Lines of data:

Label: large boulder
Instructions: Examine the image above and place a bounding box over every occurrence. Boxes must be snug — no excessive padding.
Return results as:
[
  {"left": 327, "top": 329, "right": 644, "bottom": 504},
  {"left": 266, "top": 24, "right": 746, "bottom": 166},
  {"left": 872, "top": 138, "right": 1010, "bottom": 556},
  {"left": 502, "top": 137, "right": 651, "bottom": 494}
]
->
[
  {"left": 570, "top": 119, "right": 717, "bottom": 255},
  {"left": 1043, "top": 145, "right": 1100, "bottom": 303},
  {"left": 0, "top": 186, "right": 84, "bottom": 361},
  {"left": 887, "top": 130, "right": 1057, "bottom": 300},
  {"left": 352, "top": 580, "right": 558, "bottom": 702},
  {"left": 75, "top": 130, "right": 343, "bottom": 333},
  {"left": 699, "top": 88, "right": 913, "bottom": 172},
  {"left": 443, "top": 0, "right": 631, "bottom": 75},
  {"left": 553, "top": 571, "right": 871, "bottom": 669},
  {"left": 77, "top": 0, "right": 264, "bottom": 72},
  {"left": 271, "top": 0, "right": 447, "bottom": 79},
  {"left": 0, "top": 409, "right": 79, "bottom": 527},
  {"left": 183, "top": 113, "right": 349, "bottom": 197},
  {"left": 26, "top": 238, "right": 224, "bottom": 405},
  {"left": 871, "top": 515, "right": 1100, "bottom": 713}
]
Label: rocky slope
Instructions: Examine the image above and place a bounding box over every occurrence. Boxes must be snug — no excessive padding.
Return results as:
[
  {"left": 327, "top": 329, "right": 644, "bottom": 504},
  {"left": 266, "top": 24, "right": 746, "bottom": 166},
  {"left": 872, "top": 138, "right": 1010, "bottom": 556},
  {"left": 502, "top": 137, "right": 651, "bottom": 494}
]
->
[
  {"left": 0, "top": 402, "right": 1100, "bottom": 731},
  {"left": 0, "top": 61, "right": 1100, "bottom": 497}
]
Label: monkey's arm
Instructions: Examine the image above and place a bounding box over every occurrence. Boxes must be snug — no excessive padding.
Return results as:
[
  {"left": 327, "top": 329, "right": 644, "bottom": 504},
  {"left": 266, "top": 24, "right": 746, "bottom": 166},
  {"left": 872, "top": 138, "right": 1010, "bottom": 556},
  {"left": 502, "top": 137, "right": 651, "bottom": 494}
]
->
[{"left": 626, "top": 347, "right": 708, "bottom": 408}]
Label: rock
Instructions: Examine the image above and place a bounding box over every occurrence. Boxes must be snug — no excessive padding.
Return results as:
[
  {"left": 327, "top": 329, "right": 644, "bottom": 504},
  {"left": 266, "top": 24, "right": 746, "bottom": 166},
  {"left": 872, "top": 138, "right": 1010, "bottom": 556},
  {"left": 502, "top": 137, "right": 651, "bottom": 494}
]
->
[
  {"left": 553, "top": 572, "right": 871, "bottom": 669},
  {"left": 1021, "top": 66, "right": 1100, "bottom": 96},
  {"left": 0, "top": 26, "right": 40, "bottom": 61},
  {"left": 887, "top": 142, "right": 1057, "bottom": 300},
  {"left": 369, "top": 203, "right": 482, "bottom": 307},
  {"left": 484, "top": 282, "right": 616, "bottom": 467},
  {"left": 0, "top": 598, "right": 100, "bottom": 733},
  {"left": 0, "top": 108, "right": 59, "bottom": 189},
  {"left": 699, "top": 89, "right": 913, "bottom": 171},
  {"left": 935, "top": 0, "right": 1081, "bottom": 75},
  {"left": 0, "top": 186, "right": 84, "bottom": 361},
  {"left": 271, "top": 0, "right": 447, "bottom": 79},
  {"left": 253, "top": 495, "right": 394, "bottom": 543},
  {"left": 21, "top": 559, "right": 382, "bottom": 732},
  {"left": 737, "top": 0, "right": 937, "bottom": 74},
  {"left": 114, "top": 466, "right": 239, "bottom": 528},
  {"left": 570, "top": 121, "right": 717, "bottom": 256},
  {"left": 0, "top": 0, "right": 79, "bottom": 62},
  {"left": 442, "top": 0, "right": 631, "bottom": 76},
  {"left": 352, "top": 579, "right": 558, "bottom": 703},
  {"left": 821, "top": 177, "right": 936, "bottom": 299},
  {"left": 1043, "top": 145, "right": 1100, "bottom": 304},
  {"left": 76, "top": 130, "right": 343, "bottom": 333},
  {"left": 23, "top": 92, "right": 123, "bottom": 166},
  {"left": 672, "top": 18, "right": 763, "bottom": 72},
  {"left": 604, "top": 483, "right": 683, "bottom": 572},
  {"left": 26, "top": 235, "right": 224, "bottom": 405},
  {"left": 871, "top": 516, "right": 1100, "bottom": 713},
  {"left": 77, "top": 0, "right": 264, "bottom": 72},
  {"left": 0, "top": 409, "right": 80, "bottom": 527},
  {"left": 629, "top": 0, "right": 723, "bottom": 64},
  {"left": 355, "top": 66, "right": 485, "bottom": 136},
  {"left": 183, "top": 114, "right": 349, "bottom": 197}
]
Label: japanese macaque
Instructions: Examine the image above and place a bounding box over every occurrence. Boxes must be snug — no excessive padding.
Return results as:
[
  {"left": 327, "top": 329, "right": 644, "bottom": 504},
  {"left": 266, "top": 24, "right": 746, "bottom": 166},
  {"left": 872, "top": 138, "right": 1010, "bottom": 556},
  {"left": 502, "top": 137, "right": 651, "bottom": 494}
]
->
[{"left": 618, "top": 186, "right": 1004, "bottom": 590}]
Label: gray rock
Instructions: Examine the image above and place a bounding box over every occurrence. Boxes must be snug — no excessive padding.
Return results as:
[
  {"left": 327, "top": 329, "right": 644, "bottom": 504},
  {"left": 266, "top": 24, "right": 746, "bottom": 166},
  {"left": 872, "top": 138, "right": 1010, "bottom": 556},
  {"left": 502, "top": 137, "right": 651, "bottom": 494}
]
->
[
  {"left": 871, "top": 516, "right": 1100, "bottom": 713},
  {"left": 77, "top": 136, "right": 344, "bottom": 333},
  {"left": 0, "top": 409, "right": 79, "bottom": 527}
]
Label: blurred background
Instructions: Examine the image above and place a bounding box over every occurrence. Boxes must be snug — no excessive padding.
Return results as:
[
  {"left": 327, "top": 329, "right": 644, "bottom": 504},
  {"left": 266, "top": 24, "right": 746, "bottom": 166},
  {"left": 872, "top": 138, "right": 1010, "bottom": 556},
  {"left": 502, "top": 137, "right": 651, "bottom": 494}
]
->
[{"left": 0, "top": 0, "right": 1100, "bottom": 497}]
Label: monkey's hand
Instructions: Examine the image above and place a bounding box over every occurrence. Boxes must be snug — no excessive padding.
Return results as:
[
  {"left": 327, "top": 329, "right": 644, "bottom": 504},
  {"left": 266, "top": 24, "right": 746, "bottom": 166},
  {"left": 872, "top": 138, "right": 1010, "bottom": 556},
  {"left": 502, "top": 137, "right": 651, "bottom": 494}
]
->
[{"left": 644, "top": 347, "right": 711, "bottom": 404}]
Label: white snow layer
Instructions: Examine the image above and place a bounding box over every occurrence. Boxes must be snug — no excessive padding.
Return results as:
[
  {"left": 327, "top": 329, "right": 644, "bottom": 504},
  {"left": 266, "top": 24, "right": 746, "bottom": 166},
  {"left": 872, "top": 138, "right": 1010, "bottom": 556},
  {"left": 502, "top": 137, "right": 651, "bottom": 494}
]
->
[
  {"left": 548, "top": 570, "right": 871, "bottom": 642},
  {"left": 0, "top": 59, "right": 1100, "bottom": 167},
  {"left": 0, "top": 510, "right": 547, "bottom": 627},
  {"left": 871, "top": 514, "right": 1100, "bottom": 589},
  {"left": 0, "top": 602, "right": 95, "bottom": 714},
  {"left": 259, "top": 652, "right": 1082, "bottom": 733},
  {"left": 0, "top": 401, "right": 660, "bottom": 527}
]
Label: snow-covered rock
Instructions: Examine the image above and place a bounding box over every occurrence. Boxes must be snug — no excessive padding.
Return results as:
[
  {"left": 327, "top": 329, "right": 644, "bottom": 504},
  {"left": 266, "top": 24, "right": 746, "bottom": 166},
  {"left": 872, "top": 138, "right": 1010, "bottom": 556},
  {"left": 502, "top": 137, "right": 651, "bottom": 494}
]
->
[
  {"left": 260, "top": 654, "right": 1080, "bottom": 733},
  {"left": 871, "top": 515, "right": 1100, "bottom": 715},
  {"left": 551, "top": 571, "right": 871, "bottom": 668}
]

** What to work on **
Copy the rows word for word, beginning at the line that contains "Label: white snow layer" and stopping after the final line of the rows.

** Response to this task **
Label: white snow layer
Instructions: Examine the image above and place a bounding box over every occurrence. Boxes must be snug — no excessive padding.
Return results as:
[
  {"left": 327, "top": 329, "right": 644, "bottom": 504},
  {"left": 266, "top": 24, "right": 746, "bottom": 166},
  {"left": 872, "top": 138, "right": 1010, "bottom": 556},
  {"left": 502, "top": 137, "right": 651, "bottom": 494}
]
->
[
  {"left": 548, "top": 570, "right": 871, "bottom": 642},
  {"left": 0, "top": 59, "right": 1100, "bottom": 167},
  {"left": 0, "top": 510, "right": 547, "bottom": 627},
  {"left": 871, "top": 514, "right": 1100, "bottom": 589},
  {"left": 0, "top": 602, "right": 95, "bottom": 714},
  {"left": 259, "top": 652, "right": 1082, "bottom": 733},
  {"left": 0, "top": 401, "right": 660, "bottom": 527}
]
Label: snow-covered rock
Instructions: Examine the image above and place a bounding box over every occurrence. Boxes must be snug — no excessive padding.
Return results as:
[
  {"left": 327, "top": 329, "right": 644, "bottom": 504},
  {"left": 266, "top": 24, "right": 746, "bottom": 166},
  {"left": 872, "top": 138, "right": 1010, "bottom": 556},
  {"left": 502, "top": 137, "right": 651, "bottom": 494}
]
->
[
  {"left": 260, "top": 654, "right": 1080, "bottom": 733},
  {"left": 871, "top": 515, "right": 1100, "bottom": 715},
  {"left": 551, "top": 571, "right": 871, "bottom": 668}
]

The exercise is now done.